ATIVIDADES PROPOSTAS:
A: Segundo o texto sobre arrependimento, o que as pessoas geralmente tomam como arrependimento?
B: Com base no texto sobre arrependimento, explique por que a vergonha e a premência de consertar o ato não bastam para configurar um arrependimento verdadeiro.

TRECHO DA PÁGINA:
__________________________________________________

Páginas

segunda-feira, 4 de abril de 2011

ARREPENDIMENTO: O QUE É ISTO?

Nada é mais difícil do que compreender o que seja arrependimento. Você já se arrependeu de algo que fez? Olhe bem para aquilo em seu passado: você realmente se arrependeu? Geralmente as pessoas tomam como arrependimento a vergonha do ato cometido acompanhada de grande premência de desdizer ou desfazer o que disse ou fez. Mas a vergonha esconde atrás de si um apego da pessoa àquilo pelo qual sente esta reação emocional. E a premência de consertar o ato que incomoda esconde atrás de si o temor das conseqüências daquele ato, mais do que uma necessidade sincera de consertar o erro. Mesmo que você consiga reparar seu erro; mesmo que o confesse em praça pública e se veja forçada a enfrentar a reação negativa das outras pessoas, ainda assim, você não se arrependeu realmente. Enquanto a vergonha persistir em seu íntimo; enquanto o agastamento e a recusa de falar daquilo existir em seu íntimo, você não se arrependeu de verdade. E se não se arrependeu, não ganhou nem um cêntimo a seu favor na balança do Karma.

__________________________________________________

Registros de marcação de pontos

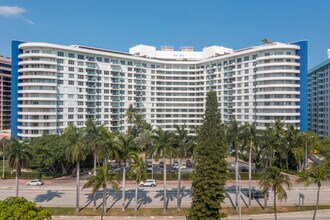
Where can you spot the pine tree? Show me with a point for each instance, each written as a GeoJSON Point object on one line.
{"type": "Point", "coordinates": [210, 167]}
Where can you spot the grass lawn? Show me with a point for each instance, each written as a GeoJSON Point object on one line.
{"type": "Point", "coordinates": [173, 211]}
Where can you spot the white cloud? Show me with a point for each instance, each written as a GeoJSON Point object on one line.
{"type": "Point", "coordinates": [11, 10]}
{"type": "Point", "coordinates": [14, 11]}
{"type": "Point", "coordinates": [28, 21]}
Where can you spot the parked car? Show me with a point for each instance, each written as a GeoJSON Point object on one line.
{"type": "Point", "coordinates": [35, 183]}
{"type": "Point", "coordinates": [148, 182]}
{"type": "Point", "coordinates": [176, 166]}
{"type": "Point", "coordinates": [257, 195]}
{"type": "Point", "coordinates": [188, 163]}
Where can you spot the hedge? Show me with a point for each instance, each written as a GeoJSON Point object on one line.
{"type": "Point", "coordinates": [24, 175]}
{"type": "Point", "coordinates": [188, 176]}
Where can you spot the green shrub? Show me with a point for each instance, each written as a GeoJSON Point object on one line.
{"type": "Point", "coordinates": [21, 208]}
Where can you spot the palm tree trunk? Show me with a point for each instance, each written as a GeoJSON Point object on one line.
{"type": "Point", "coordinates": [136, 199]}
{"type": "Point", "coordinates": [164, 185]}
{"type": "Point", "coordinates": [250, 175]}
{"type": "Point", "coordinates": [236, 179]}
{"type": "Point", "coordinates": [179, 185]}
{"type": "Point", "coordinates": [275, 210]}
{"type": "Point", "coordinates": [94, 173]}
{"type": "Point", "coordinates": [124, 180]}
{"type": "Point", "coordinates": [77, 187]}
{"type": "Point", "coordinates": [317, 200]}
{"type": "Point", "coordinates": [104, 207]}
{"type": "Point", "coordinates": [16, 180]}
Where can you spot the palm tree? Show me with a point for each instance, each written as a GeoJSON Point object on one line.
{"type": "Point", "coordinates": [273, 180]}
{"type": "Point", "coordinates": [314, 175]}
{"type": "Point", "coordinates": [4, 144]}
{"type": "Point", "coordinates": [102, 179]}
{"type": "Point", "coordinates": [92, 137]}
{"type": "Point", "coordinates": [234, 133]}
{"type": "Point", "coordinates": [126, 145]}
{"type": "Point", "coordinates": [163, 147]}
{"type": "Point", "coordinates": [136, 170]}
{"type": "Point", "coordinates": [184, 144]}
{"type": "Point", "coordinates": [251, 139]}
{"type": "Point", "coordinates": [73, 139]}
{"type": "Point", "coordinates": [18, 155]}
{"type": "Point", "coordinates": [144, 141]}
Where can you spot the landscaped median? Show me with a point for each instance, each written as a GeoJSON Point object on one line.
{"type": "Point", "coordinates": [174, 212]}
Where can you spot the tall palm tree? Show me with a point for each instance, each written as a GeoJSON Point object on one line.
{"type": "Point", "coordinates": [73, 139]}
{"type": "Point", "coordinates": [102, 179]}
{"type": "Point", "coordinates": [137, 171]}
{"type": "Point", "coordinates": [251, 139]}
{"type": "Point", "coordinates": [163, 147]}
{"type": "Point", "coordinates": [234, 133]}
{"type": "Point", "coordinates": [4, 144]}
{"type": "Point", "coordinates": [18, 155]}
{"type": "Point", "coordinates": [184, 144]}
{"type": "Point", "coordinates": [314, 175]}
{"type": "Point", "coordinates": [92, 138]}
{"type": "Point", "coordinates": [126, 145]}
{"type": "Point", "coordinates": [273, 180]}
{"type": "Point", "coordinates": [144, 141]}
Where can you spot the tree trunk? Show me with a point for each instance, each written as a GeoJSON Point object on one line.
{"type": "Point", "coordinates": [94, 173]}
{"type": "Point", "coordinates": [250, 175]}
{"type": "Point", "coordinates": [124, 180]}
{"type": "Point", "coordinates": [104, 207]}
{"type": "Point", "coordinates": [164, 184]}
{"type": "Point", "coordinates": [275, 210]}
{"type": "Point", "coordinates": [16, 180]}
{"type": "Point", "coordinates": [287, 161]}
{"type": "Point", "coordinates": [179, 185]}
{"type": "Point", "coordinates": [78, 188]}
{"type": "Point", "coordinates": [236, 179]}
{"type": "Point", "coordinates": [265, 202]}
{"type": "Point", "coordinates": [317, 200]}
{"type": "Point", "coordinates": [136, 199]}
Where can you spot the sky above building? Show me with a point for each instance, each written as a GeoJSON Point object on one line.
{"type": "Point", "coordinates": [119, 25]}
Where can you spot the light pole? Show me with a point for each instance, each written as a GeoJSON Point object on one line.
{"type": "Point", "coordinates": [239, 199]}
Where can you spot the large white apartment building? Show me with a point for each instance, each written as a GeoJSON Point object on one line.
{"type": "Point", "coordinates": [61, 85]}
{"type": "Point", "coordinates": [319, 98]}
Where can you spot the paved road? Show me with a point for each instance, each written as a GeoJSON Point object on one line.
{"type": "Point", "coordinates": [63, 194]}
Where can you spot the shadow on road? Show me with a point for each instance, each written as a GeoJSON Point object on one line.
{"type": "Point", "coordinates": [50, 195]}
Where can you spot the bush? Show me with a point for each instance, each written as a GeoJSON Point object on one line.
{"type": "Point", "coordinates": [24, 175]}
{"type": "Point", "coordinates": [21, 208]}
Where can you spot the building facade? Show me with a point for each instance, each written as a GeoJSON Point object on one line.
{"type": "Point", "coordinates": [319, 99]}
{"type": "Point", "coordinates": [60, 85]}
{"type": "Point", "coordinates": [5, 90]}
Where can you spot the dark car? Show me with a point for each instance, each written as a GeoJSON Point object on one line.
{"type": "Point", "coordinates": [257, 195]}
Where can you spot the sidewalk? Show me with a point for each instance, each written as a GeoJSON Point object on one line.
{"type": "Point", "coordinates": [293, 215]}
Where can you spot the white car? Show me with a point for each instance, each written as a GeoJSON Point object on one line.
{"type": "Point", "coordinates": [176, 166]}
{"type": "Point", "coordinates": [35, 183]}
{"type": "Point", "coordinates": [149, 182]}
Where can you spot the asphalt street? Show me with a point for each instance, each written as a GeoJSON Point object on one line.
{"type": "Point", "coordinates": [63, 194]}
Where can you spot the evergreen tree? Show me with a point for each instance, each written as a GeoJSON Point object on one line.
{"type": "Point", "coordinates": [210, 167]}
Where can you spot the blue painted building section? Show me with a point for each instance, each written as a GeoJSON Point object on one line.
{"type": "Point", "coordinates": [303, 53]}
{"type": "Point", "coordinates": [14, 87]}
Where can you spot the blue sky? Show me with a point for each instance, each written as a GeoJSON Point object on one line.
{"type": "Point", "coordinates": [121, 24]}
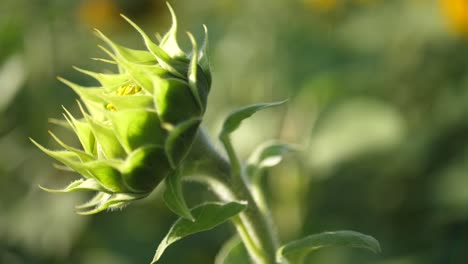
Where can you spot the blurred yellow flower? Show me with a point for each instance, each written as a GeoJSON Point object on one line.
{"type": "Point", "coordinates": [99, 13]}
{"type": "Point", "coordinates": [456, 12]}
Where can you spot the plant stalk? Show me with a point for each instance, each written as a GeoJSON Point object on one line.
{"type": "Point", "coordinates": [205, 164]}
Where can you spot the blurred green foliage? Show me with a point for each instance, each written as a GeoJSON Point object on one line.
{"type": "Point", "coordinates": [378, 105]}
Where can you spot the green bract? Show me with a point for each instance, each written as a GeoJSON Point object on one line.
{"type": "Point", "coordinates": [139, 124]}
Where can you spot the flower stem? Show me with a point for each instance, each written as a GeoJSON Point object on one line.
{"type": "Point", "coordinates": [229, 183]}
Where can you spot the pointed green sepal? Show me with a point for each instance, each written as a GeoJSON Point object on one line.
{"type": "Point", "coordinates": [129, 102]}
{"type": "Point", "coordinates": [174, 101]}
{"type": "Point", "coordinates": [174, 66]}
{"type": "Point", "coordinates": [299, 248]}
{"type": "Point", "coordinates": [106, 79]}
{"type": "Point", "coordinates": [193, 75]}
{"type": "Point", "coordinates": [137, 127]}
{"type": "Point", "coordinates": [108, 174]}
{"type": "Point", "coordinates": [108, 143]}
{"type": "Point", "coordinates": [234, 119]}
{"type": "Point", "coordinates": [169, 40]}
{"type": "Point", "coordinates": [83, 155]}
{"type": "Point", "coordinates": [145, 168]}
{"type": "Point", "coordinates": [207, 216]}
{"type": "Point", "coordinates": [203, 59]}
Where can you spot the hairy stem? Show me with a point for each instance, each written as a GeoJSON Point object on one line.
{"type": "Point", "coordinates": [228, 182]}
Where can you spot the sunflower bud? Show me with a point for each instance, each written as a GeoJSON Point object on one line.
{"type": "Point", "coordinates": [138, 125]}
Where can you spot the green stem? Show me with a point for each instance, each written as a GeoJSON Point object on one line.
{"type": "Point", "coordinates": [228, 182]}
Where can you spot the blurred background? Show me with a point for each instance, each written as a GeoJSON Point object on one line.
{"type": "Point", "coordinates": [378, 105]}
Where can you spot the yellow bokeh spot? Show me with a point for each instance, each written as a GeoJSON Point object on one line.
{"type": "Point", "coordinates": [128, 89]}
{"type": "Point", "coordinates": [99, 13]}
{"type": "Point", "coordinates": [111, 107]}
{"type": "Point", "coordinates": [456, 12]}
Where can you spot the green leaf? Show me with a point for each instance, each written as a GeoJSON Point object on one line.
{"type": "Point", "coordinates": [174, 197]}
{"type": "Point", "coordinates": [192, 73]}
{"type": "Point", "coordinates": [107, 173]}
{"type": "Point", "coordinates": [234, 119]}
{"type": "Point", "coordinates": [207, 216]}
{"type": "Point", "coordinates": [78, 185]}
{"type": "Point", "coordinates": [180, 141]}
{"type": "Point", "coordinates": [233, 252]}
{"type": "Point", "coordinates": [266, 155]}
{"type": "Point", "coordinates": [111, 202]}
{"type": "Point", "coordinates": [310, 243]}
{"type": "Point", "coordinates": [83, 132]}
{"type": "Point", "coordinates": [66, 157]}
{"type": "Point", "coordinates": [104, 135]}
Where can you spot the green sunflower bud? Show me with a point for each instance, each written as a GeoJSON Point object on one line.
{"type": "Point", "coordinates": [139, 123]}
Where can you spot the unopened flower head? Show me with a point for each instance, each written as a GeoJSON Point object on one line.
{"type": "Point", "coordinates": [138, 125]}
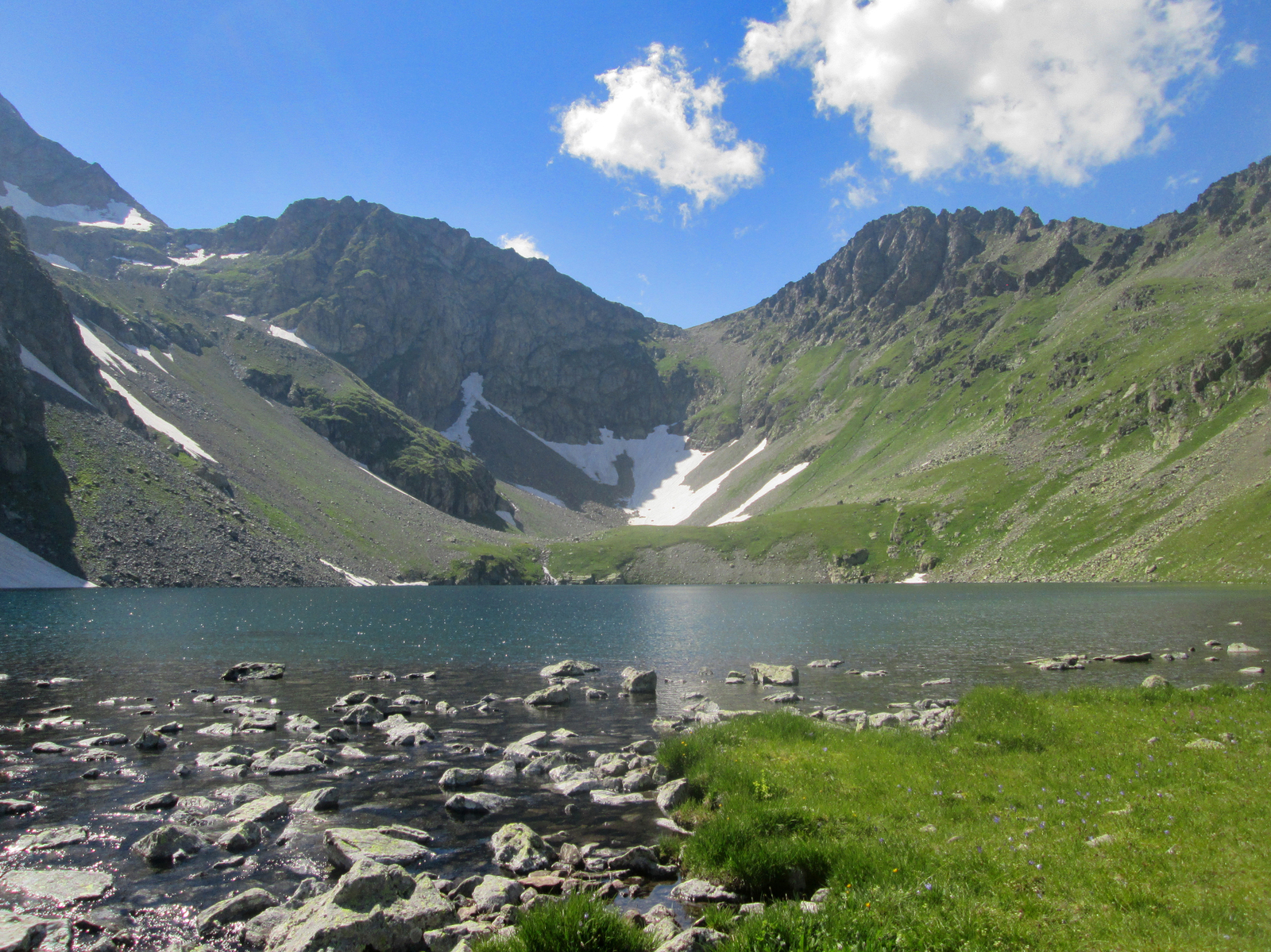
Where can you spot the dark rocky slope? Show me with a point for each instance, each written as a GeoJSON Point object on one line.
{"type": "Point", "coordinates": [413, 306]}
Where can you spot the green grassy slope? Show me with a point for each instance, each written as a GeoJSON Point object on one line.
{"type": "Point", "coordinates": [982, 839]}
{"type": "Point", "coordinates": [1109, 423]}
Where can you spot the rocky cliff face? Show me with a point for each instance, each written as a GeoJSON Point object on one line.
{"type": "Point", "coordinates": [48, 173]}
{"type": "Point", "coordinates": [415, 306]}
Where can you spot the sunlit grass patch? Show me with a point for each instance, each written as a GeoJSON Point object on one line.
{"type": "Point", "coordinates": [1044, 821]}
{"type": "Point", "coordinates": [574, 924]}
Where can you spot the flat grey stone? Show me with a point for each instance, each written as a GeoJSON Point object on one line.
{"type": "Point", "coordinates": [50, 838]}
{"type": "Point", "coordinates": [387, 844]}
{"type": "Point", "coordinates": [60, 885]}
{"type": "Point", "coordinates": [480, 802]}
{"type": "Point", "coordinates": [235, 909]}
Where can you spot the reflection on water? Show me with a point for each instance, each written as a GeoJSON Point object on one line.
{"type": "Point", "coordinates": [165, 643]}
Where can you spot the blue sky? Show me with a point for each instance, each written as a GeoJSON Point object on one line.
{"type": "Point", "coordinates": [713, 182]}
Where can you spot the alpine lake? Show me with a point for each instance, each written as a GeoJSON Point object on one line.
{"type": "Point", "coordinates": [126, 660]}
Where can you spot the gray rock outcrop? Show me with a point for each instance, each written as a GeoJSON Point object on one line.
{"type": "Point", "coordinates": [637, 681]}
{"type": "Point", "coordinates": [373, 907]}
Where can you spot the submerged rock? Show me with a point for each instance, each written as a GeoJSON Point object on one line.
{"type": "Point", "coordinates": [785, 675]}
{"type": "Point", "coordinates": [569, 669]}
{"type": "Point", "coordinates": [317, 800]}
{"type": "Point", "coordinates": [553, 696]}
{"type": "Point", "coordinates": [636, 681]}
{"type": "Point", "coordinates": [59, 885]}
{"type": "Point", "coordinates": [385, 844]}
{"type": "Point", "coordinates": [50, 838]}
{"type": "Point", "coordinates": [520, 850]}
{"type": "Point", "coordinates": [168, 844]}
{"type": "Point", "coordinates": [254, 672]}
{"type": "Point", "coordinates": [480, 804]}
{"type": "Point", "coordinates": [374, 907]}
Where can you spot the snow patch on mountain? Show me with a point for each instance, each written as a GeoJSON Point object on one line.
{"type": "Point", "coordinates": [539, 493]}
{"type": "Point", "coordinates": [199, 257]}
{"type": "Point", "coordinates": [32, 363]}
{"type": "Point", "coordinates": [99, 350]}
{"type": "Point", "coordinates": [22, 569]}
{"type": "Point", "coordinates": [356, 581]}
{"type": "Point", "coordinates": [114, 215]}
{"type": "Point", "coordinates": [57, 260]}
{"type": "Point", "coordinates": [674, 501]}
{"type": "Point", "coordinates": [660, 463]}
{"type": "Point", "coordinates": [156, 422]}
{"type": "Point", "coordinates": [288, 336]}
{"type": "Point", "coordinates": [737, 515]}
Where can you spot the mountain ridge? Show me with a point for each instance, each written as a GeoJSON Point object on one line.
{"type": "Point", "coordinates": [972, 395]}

__________________________________________________

RESPOSTAS:
A: A vergonha do ato cometido, acompanhada de grande premência de desdizer ou desfazer o que se disse ou fez.

B: A vergonha esconde um apego da pessoa àquilo que provoca essa reação emocional. A premência de consertar o ato esconde o temor das consequências dele, mais do que uma necessidade sincera de reparar o erro.